In the Btrfs sector size thread, which kernel version is listed as adding write support for subpage (blocksize smaller than pagesize)?

Supplied passage:
== == ==
Neal Gompa March 21, 2023, 11:25 a.m. UTC | #5

On Mon, Mar 20, 2023 at 11:03 PM Anand Jain <anand.jain@oracle.com> wrote:
>
> On 21/03/2023 10:03, Neal Gompa wrote:
> > We have had working subpage support in Btrfs for many cycles now.
> > Generally, we do not want people creating filesystems by default
> > with non-4k sectorsizes since it creates portability problems.
> >
>
> I agree.
>
> > Signed-off-by: Neal Gompa <neal@gompa.dev>
> > ---
> >   Documentation/Subpage.rst    |  9 +++++----
> >   Documentation/mkfs.btrfs.rst | 11 +++++++----
> >   mkfs/main.c                  |  2 +-
> >   3 files changed, 13 insertions(+), 9 deletions(-)
> >
> > diff --git a/Documentation/Subpage.rst b/Documentation/Subpage.rst
> > index 21a495d5..d7e9b241 100644
> > --- a/Documentation/Subpage.rst
> > +++ b/Documentation/Subpage.rst
> > @@ -9,10 +9,11 @@ to the exactly same size of the block and page. On x86_64 this is typically
> >   pages, like 64KiB on 64bit ARM or PowerPC. This means filesystems created
> >   with 64KiB sector size cannot be mounted on a system with 4KiB page size.
> >
> > -While with subpage support, systems with 64KiB page size can create (still needs
> > -"-s 4k" option for mkfs.btrfs) and mount filesystems with 4KiB sectorsize,
> > -allowing us to push 4KiB sectorsize as default sectorsize for all platforms in the
> > -near future.
> > +Since v6.3, filesystems are created with a 4KiB sectorsize by default,
> > +though it remains possible to create filesystems with other page sizes
> > +(such as 64KiB with the "-s 64k" option for mkfs.btrfs). This ensures that
> > +new filesystems are compatible across other architecture variants using
> > +larger page sizes.
> >
>
> This part is a little confusing.
>
> We can also include kernel versions that started supporting subpages
>
> v5.12   read support of blocksize<pagesize (subpage)
> v5.15   write support of blocksize<pagesize (subpage)
>

This is covered further down in the document. Though it does remind me
that I should rephrase some of it so that it doesn't say a default
mode is experimental. :)
== == ==
Data lines:
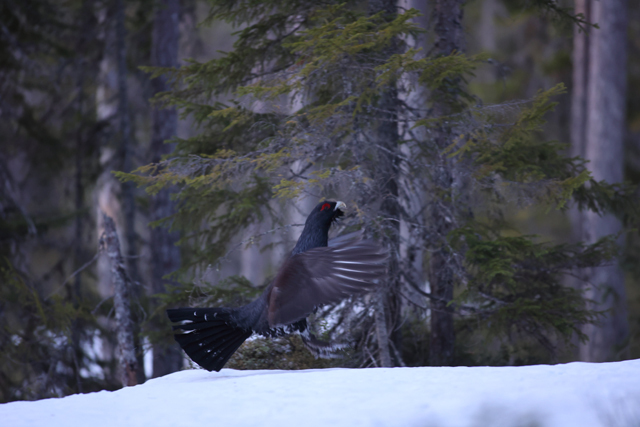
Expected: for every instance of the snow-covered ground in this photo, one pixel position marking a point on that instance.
(575, 394)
== == ==
Finished exercise:
v5.15